- Source excerpt -

# # #

Ecology’s CR-101 Statement reflects the agency’s recognition that the current “administrative order” process should be changed, and Ecology had previously acknowledged that the current process is inefficient. In a 2024 budget request, Ecology stated that continued use of the “administrative order” process would cause “significant delays for project proponents and increased risk to the state’s wetlands and streams no longer protected under the new WOTUS definition” in Sackett. Ecology also predicted “an increase in inadvertent violations, where proponents discover they do not need a federal permit, and proceed to implement their project assuming that no other authorization is needed.” Even before Sackett, Ecology recognized that the current process could put an unfair burden on innocent landowners. In a 2019 comment letter addressing the relationship between federal and state regulations, Ecology’s Director stated that, without federal coverage over isolated waters and no state permitting program to authorize impacts, innocent landowners would fall into a permitting “gap,” increasing costs for landowners and Ecology: “Increased costs can result from the potential for increases in violations, which will increase costs in enforcement for the state and for landowners who inadvertently violate state law where no program to authorize impacts currently [exists].”
In Sackett, the U.S. Supreme Court emphasized that ambiguous wetlands regulations are uniquely harmful from both a practical and legal perspective:
Even if a property appears dry, application of the guidance in a complicated manual ultimately decides whether it contains wetlands. This is a unique aspect of the CWA; most laws do not require the hiring of expert consultants to determine if they even apply to you or your property . . . And because the [law] can sweep broadly enough to criminalize mundane activities like moving dirt, this unchecked definition . . . means that a staggering array of landowners are at risk of criminal prosecution or onerous civil penalties. . .
Because there is no formal permit process and no exemption in Washington State, even minor impacts can be deemed a WPCA violation—including impacts that Ecology and federal agencies previously treated as exempt from Section 404 permit requirements before Sackett. For example, in the pending case of Wade and Teresa King v. Department of Ecology, PCHB No. 23-007c, two ranchers from eastern Washington are challenging Ecology’s allegation that their digging of stock ponds—an activity they claim has always been exempt from federal permitting under Section 404(f)(1)—violated the WPCA. The Kings contend, among other things, that the areas in question do not meet the regulatory definition for “wetlands,” and that these “waters” are too small, isolated, and transitory to be regulated as “waters of the state.”
Scope of Proposed New Permit Program
“Waters of the state”: As explained above, Ecology proposes a new permit program that would apply to “waters of the state” regulated under the WPCA, an ambiguous term whose meaning is currently being litigated. The geographic scope of “waters of the state” is a key issue that stakeholders should seek to clarify during Ecology’s rulemaking process.

# # #

- Task set -
A – Can you write out the wetlands permitting text word for word, starting with "In Sackett, the" and going on through "penalties. . ."?
B – Do these statements agree with the wetlands permitting text? For each, answer yes or no and quote the words from the text that decide it.
(i) Ecology's Director wrote a comment letter in 2019.
(ii) The Kings are two ranchers from western Washington.
(iii) Washington State has a formal permit process that exempts minor impacts.
C – Could you continue the wetlands permitting text, picking up after its final sentence?

- Data segment -
# # #

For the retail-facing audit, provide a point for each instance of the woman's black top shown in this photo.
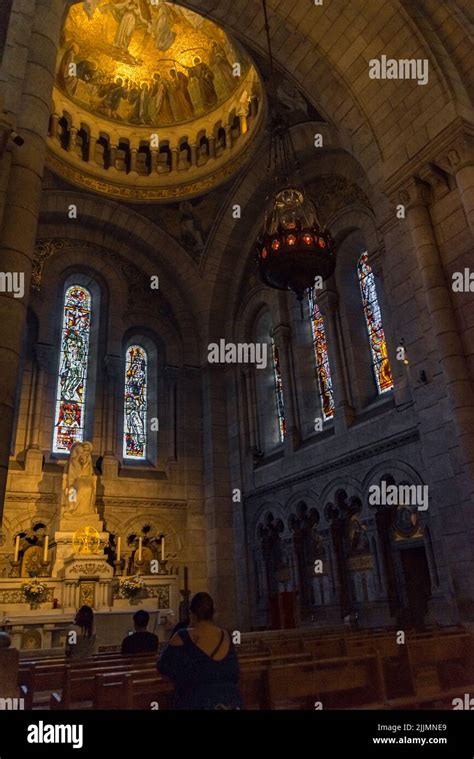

# # #

- Set of answers -
A –
In Sackett, the U.S. Supreme Court emphasized that ambiguous wetlands regulations are uniquely harmful from both a practical and legal perspective:
Even if a property appears dry, application of the guidance in a complicated manual ultimately decides whether it contains wetlands. This is a unique aspect of the CWA; most laws do not require the hiring of expert consultants to determine if they even apply to you or your property . . . And because the [law] can sweep broadly enough to criminalize mundane activities like moving dirt, this unchecked definition . . . means that a staggering array of landowners are at risk of criminal prosecution or onerous civil penalties. . .

B –
(i) Yes: "In a 2019 comment letter addressing the relationship between federal and state regulations, Ecology’s Director stated"
(ii) No: "two ranchers from eastern Washington"
(iii) No: "Because there is no formal permit process and no exemption in Washington State"

C –
“Alter or impact”: Clarifying which types of activities trigger a permit requirement is another key issue for stakeholders. The permit program would apply to “projects that could alter or impact” wetlands, streams, and other state waters. The CR-101 Statement does not define “alter or impact,” but previous Ecology statements confirm that the program would be focused on “dredge and fill” impacts to wetlands, streams, and other surface waters that were previously considered to be WOTUS but were deemed by Sackett to be “nonfederally jurisdictional.” Ecology has also suggested that the program would likely be similar to the federal Section 404 “dredge and fill” permit process. Because the WPCA applies to both surface water and groundwater, Ecology might attempt to address discharges to groundwater as part of the new permit program.
Predictability, general permits, public review, and mitigation: In its CR-101 Statement, Ecology states that the new permitting system will “improve customer service” by (i) providing more consistent and predictable permitting requirements and agency decisions; (ii) creating general permits that would allow more efficient, streamlined review of projects with minor impacts; (iii) establishing opportunities for public review; and (iv) “[s]etting mitigation requirements for projects.” These are also key issues for stakeholder comment.
Exemptions: Perhaps the single most important issue for public comment by many stakeholders will be permit exemptions. Ecology should include reasonable exemptions from the permit requirement for a range of normal activities with minor impacts. Ecology should also consider specifying Best Management Practices for particular activities that, if followed, can make an applicant eligible for a permit exemption by reducing an otherwise nontrivial impact down to an acceptable level. To reduce inefficiency in projects involving potential state and federal jurisdiction, Ecology should adopt exemptions that are consistent with federal exemptions under the Section 404 “dredge and fill” permit program.
Rulemaking Process
Ecology is currently in the rule development phase and has issued the following timeline for its rulemaking process. As noted in Ecology’s timeline, these dates are subject to change. The latest updates and information on this rulemaking process can be found on the Department of Ecology’s WAC 173-217 rulemaking webpage.

For More Information
Van Ness Feldman closely monitors and counsels clients on environmental regulatory and permitting developments. If you would like more information about Ecology’s proposed permitting program or current process, please contact Duncan Greene, Jenna Mandell-Rice, Adam Gravley, Rachael Lipinski, or any member of our Land Use, Water, or Natural Resources practices in Seattle, WA at (206) 623-9372.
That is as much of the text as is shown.